— start of Material —

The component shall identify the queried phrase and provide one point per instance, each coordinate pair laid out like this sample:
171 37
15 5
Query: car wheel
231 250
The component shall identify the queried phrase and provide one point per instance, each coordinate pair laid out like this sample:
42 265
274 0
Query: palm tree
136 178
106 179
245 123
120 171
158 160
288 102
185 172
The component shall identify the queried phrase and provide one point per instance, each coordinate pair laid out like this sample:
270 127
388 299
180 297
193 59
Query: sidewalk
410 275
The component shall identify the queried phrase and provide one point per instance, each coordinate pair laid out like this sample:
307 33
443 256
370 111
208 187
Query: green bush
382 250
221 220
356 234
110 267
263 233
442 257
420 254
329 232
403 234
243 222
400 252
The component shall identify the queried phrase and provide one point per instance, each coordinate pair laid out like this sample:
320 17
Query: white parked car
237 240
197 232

— end of Material —

Goal
Count the lines in the data above that contain the word "Query". Reply with the number only.

Written solution
5